-- INSTRUCTIONS TO FOLLOW --
Reproduce all of the material below, keeping every line the same as it appears.
_ _ _ _
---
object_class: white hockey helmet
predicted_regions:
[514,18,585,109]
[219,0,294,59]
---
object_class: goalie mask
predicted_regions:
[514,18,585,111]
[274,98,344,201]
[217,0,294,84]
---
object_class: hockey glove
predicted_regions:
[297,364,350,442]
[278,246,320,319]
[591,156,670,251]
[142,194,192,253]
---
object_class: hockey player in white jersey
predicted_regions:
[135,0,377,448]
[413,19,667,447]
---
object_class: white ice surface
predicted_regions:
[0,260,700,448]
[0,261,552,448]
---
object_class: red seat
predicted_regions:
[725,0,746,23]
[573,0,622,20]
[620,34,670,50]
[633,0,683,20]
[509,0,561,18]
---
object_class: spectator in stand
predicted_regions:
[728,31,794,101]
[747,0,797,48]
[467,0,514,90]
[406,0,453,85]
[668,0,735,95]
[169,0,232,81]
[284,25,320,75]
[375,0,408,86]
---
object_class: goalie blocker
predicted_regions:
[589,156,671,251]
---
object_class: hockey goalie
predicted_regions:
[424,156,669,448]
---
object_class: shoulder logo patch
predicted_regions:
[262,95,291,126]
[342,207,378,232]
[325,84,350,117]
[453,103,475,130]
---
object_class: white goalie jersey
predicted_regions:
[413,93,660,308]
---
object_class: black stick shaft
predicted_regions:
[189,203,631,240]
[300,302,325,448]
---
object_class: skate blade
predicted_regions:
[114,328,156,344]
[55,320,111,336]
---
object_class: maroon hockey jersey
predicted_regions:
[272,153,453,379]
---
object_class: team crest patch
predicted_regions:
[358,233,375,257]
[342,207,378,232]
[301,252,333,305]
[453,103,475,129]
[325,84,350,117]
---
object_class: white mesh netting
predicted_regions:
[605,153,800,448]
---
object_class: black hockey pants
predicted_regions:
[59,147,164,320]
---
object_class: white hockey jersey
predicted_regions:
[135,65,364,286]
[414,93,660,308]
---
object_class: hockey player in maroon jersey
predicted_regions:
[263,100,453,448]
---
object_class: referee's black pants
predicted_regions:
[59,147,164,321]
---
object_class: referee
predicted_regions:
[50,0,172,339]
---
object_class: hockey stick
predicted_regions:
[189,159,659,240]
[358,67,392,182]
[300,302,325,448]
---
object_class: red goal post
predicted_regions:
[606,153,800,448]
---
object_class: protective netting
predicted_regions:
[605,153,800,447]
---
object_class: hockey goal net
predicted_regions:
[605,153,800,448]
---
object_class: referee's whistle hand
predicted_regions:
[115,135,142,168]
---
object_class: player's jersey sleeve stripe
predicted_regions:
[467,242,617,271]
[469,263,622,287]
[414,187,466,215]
_ _ _ _
-- OUTPUT FOR THIS EXERCISE --
---
object_class: white hockey helmet
predicted_regions:
[514,18,585,109]
[219,0,294,59]
---
object_class: goalie mask
predicted_regions:
[514,18,585,111]
[274,98,344,201]
[217,0,294,84]
---
object_class: hockey glove
predicted_regions:
[297,364,350,442]
[278,246,320,319]
[591,156,670,251]
[142,194,192,253]
---
object_class: hockey player in white jersey
predicted_regions:
[135,0,377,448]
[413,19,667,447]
---
object_class: white ice surface
predicted_regions:
[0,260,700,448]
[0,261,552,448]
---
object_class: red seat
predicted_regions:
[725,0,746,23]
[573,0,622,20]
[620,34,670,50]
[633,0,683,20]
[509,0,561,18]
---
object_class: spectator in stand
predicted_regions:
[728,31,794,101]
[747,0,797,48]
[467,0,514,90]
[406,0,453,85]
[668,0,735,95]
[169,0,232,81]
[284,25,320,75]
[375,0,408,86]
---
object_class: goalie blocker
predicted_regions:
[589,156,671,251]
---
object_class: hockey goalie
predicted_regions:
[424,156,669,448]
---
object_class: shoulder logo patch
predicted_regions:
[262,95,291,126]
[342,207,378,232]
[325,84,350,117]
[453,103,475,130]
---
object_class: white goalie jersey
predicted_regions:
[413,93,660,308]
---
object_class: black stick shaft
predicted_regions:
[189,203,631,240]
[300,302,325,448]
---
object_class: skate blade
predicted_regions:
[114,328,156,344]
[55,320,111,336]
---
object_class: maroon hockey jersey
predicted_regions:
[272,153,453,379]
---
object_class: team crest patch
predicted_regions:
[358,233,375,257]
[342,207,378,232]
[301,252,333,305]
[453,103,475,129]
[325,84,350,117]
---
object_class: white mesh netting
predicted_regions:
[605,153,800,448]
---
object_class: black hockey pants
predicted_regions:
[59,147,164,320]
---
object_class: white hockey jersey
predicted_regions:
[135,65,364,286]
[414,93,660,308]
---
object_class: hockey player in maroon jersey
predicted_regions:
[263,100,453,448]
---
object_class: referee's black pants
predicted_regions:
[59,147,164,321]
---
object_class: referee
predicted_regions:
[50,0,172,339]
---
object_class: hockey stick
predicted_regions:
[189,159,659,240]
[358,67,392,182]
[300,302,325,448]
---
object_class: red goal post
predicted_regions:
[606,153,800,448]
---
object_class: protective netting
predicted_regions:
[605,153,800,447]
---
object_class: hockey goal net
predicted_regions:
[605,153,800,448]
---
object_class: referee's whistle hand
predicted_regions:
[115,135,142,168]
---
object_class: player's jersey sleeve stripe
predicted_regions:
[467,242,617,271]
[469,263,622,287]
[414,187,466,215]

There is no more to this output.